(Supplied material begins)
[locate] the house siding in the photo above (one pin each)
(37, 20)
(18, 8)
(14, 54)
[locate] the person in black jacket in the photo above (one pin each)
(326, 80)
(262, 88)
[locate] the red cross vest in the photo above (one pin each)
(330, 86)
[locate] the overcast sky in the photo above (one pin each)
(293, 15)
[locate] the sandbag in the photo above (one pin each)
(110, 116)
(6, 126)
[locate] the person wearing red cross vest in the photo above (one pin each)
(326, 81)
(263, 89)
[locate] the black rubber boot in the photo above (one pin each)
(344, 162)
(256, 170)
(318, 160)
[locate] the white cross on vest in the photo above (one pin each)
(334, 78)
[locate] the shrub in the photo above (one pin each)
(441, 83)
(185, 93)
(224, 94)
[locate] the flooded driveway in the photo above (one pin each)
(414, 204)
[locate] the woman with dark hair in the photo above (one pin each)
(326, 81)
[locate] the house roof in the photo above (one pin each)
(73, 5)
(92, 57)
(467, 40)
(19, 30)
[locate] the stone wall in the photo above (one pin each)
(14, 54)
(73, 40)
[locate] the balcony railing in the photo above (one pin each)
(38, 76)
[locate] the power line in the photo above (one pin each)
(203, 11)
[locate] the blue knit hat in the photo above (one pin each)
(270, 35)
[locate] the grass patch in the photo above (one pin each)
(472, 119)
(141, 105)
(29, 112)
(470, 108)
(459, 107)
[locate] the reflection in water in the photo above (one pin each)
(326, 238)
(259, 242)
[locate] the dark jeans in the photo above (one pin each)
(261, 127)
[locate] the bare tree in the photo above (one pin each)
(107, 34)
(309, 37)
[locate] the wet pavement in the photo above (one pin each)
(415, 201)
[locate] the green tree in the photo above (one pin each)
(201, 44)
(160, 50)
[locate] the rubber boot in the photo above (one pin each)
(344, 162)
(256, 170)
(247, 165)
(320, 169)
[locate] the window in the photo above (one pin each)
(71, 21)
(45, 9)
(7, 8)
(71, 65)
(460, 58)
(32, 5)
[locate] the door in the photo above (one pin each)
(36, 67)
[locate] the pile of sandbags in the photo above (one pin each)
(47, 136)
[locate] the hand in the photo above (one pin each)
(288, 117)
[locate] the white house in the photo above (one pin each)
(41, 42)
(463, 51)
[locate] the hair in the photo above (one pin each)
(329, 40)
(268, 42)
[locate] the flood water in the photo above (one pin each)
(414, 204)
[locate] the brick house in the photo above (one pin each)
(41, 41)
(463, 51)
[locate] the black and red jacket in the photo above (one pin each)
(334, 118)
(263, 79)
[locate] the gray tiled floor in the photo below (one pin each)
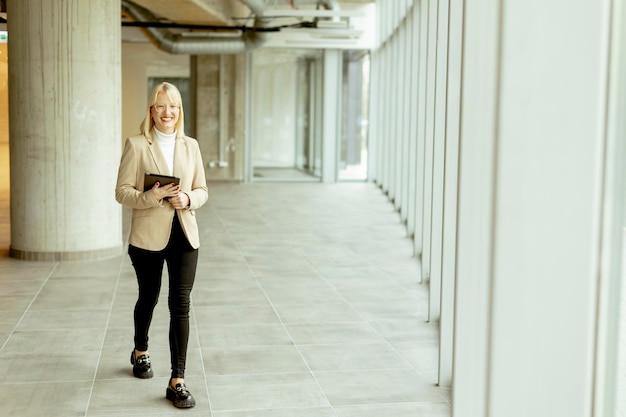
(306, 305)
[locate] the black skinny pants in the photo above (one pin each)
(181, 260)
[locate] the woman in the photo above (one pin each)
(163, 228)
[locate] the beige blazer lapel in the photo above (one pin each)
(180, 157)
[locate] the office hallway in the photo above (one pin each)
(306, 304)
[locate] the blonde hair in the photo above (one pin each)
(173, 94)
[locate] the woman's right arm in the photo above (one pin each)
(126, 191)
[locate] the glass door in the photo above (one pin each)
(284, 113)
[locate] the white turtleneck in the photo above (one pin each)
(167, 141)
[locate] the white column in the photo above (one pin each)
(439, 148)
(448, 261)
(332, 116)
(532, 174)
(65, 138)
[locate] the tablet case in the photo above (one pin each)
(149, 180)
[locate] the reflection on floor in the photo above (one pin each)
(306, 305)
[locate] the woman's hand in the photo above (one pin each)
(167, 191)
(180, 201)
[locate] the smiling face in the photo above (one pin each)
(165, 113)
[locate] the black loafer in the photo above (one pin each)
(180, 396)
(142, 368)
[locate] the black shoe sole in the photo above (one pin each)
(137, 372)
(187, 403)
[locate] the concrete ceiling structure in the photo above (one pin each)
(174, 25)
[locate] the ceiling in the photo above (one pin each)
(225, 12)
(293, 17)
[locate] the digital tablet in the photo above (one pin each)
(150, 179)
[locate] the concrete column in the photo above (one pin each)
(332, 98)
(532, 182)
(65, 115)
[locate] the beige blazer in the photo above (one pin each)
(152, 219)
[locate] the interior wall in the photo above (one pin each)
(4, 94)
(273, 116)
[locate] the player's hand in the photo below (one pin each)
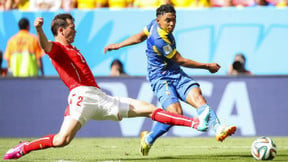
(38, 22)
(213, 67)
(111, 47)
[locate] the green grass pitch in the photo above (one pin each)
(165, 149)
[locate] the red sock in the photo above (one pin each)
(174, 119)
(42, 143)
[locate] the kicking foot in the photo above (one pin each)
(144, 146)
(203, 120)
(223, 132)
(16, 152)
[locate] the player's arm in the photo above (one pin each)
(212, 67)
(43, 41)
(135, 39)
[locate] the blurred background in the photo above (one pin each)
(206, 31)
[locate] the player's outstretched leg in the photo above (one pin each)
(222, 131)
(204, 116)
(26, 147)
(166, 118)
(15, 152)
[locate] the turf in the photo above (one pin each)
(165, 149)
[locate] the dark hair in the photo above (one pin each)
(166, 8)
(119, 63)
(23, 23)
(60, 21)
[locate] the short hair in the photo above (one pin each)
(165, 8)
(23, 23)
(60, 21)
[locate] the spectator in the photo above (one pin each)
(91, 4)
(3, 71)
(23, 53)
(239, 66)
(120, 3)
(262, 3)
(149, 3)
(48, 5)
(280, 3)
(221, 3)
(22, 5)
(244, 3)
(117, 68)
(67, 5)
(2, 5)
(7, 5)
(190, 3)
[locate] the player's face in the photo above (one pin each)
(167, 21)
(69, 32)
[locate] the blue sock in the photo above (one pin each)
(213, 119)
(158, 130)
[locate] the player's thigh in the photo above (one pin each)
(165, 92)
(195, 97)
(189, 91)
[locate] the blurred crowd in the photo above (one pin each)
(52, 5)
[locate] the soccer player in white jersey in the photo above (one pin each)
(86, 100)
(168, 81)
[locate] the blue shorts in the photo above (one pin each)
(170, 89)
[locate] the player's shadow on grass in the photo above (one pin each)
(191, 157)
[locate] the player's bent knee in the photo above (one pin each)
(61, 141)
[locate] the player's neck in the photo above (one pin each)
(62, 41)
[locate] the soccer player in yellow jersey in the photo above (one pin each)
(120, 3)
(23, 53)
(149, 3)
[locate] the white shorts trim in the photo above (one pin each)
(86, 103)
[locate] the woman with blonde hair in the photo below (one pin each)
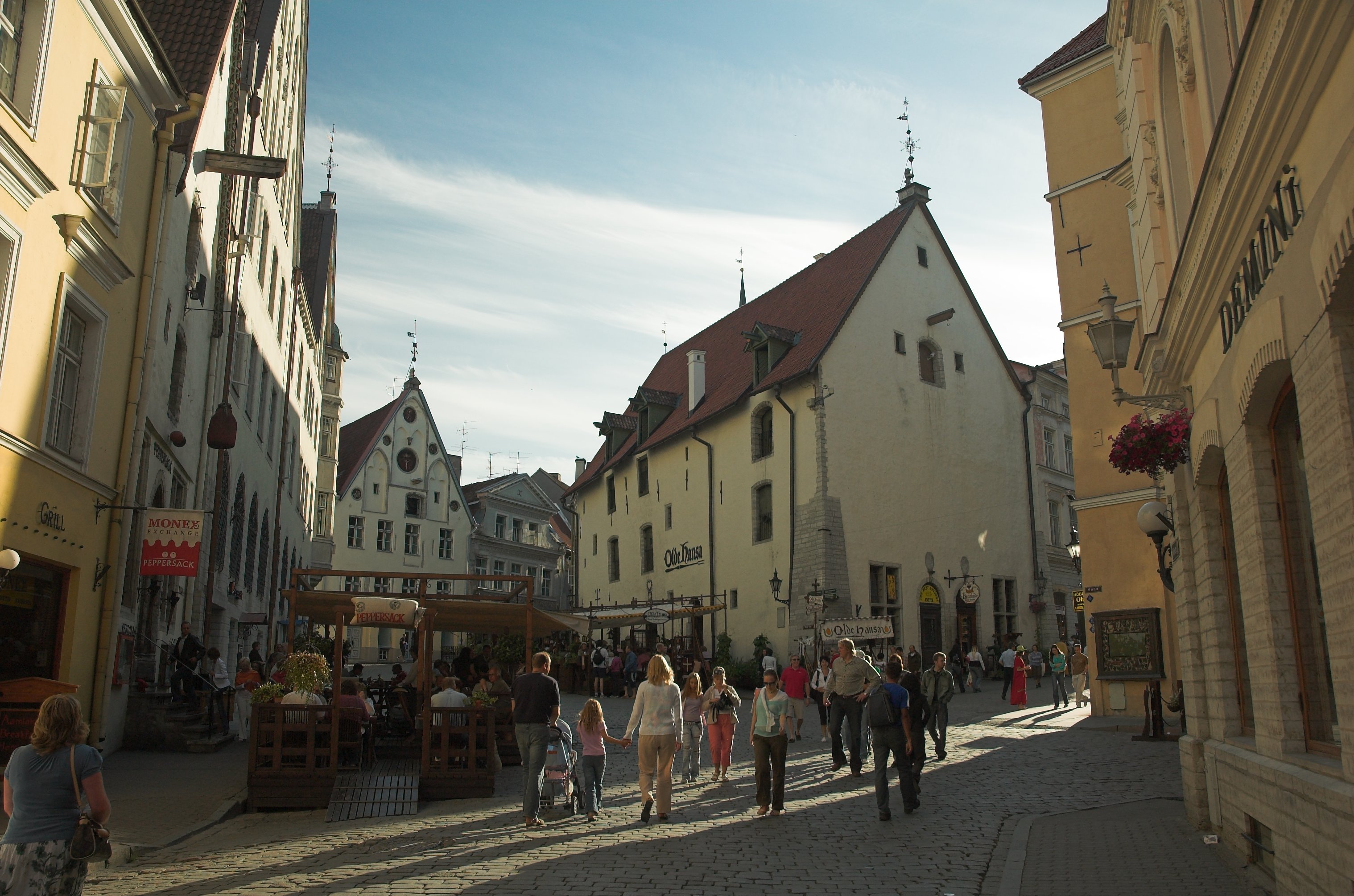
(42, 805)
(657, 714)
(Supplied material ends)
Problem details – Set down the whole listing word for word, omitting the pictures.

Task output –
[locate] the house siding in the photo above (one pin each)
(37, 20)
(18, 8)
(14, 54)
[locate] the person in black jacket in the photo above (one pin each)
(326, 80)
(262, 88)
[locate] the red cross vest in the photo above (one pin each)
(330, 86)
[locate] the overcast sky in the photo above (one pin each)
(293, 15)
[locate] the sandbag in the photo above (one pin each)
(110, 116)
(6, 126)
[locate] the person wearing red cross vest in the photo above (one pin each)
(326, 81)
(263, 89)
[locate] the black rubber boot in the photo above (one pin each)
(344, 162)
(256, 170)
(318, 160)
[locate] the white cross on vest in the photo above (one pin each)
(334, 78)
[locate] the shrub in the photo above (one pin each)
(441, 83)
(185, 93)
(224, 94)
[locate] the flooded driveway in the photo above (one pin each)
(414, 204)
[locate] the woman with dark hair in the photo above (one pin each)
(326, 81)
[locate] the house roof in the photo above (one pin each)
(73, 5)
(92, 57)
(467, 40)
(19, 30)
[locate] the stone wall in the photo above (one pin each)
(14, 54)
(73, 40)
[locate] the balcony railing in the photo above (one pin each)
(38, 76)
[locate] the power line in the photo above (one pin each)
(203, 11)
[locate] the blue knit hat in the photo above (one pin each)
(270, 35)
[locate] the grass patch in the photo above (one pin each)
(472, 119)
(141, 105)
(29, 112)
(470, 108)
(459, 107)
[locate] the reflection in water in the photo above (one pin each)
(326, 238)
(259, 242)
[locate] the dark jeans in the photo above (one pin each)
(261, 127)
[locate] the bare tree in the photo above (one pin each)
(107, 34)
(309, 37)
[locate] the wet pavement in the photo above (one pin each)
(415, 201)
[locate] the green tree in the photo above (one pin each)
(201, 44)
(160, 50)
[locate] the rubber boot in the photo above (one pin each)
(344, 162)
(256, 170)
(247, 165)
(320, 169)
[locate] the window in the photo above (one pin each)
(71, 21)
(45, 9)
(7, 8)
(71, 65)
(460, 58)
(32, 5)
[locate] the door in the photo above (one pin each)
(36, 67)
[locate] the pile of sandbags in the photo above (one pin each)
(47, 136)
[locate] the hand in the photo above (one pin each)
(288, 117)
[locate] the white house in the photo above (one pin each)
(41, 42)
(463, 51)
[locate] the hair in the photo above (one pin each)
(329, 40)
(268, 42)
[locate] the flood water in the photo above (one pin each)
(414, 204)
[locate] the brick house in the photo above (one pin each)
(41, 41)
(463, 51)
[locate] the black and red jacket in the photo above (one pin each)
(334, 118)
(263, 79)
[locate] the gray tiled floor in the photo below (one pin each)
(306, 305)
[locate] the black skinny pants in the photo above (one pin each)
(181, 260)
[locate] the woman in the photo above (one pin each)
(163, 228)
[locate] the beige blazer lapel in the photo above (one pin each)
(180, 157)
[locate] the office hallway in the photo above (one pin each)
(306, 304)
[locate] the blonde hair in the photo above (one pin each)
(173, 94)
[locate] the woman's right arm in the photo above (one pin each)
(126, 191)
[locate] the glass door in the photo above (one pin each)
(284, 113)
[locate] the white turtleneck in the photo above (one pin each)
(167, 141)
[locate] the white column in the photo above (one pin each)
(439, 148)
(448, 261)
(332, 116)
(532, 174)
(65, 138)
[locate] the tablet case in the photo above (one pin each)
(149, 180)
[locate] the reflection on floor in the photo above (one pin each)
(306, 305)
[locate] the woman's hand in the photo above (one pin each)
(167, 191)
(180, 201)
[locate] the smiling face in the photo above (one pin each)
(165, 113)
[locate] the black loafer in the photo above (one pin each)
(180, 396)
(142, 368)
[locate] the black shoe sole in the photo above (one pin each)
(137, 372)
(187, 403)
[locate] the concrete ceiling structure in the photo above (one pin each)
(174, 25)
[locate] the ceiling in the photo above (one pin each)
(225, 12)
(293, 17)
[locate] the digital tablet in the photo above (one pin each)
(150, 179)
[locate] the concrete column in the photo above (one pin each)
(332, 98)
(532, 182)
(65, 115)
[locate] the beige blazer in the photo above (one pin each)
(152, 219)
[locate] the interior wall in the photo above (one pin each)
(4, 94)
(273, 116)
[locate] the player's hand in the photo below (one pin each)
(38, 22)
(213, 67)
(111, 47)
[locate] the green grass pitch in the photo above (one pin each)
(165, 149)
[locate] the red sock in the photo above (one pin each)
(174, 119)
(42, 143)
[locate] the kicking foot in the photo above (one pin each)
(144, 146)
(203, 120)
(223, 132)
(16, 152)
[locate] the player's arm in the photo above (one pin each)
(212, 67)
(43, 41)
(135, 39)
[locate] the blurred background in the photo above (one pin each)
(206, 31)
[locate] the player's outstretched leg in the photo above (one pin each)
(222, 131)
(204, 116)
(26, 147)
(166, 118)
(15, 152)
[locate] the turf in the photo above (one pin each)
(165, 149)
[locate] the dark hair in the photo above (one pin each)
(166, 8)
(119, 63)
(23, 23)
(60, 21)
[locate] the short hair in the photo above (one pin each)
(165, 8)
(23, 23)
(60, 21)
[locate] the spectator in the photo above (one pin each)
(91, 4)
(3, 71)
(23, 53)
(239, 66)
(120, 3)
(262, 3)
(149, 3)
(48, 5)
(280, 3)
(221, 3)
(22, 5)
(244, 3)
(117, 68)
(67, 5)
(2, 5)
(7, 5)
(190, 3)
[locate] the player's face in the photo above (one pin each)
(167, 21)
(69, 32)
[locate] the blue sock in the photo above (one pin each)
(213, 119)
(158, 130)
[locate] the player's thigh in the photo above (one pin each)
(165, 92)
(195, 97)
(189, 91)
[locate] the blurred crowd in the photo above (one pin each)
(52, 5)
[locate] the soccer player in white jersey in the photo above (one pin each)
(86, 100)
(168, 81)
[locate] the blue shorts in the photo above (one pin each)
(170, 89)
[locate] the player's shadow on grass in the photo above (one pin each)
(191, 157)
[locate] the player's bent knee in the photo above (one pin each)
(61, 141)
[locate] the player's neck in the photo above (one pin each)
(62, 41)
[locate] the soccer player in yellow jersey in the photo above (one pin each)
(120, 3)
(23, 53)
(149, 3)
[locate] the white shorts trim in the photo above (one pin each)
(86, 103)
[locate] the woman with blonde hair in the photo below (one pin each)
(42, 805)
(657, 714)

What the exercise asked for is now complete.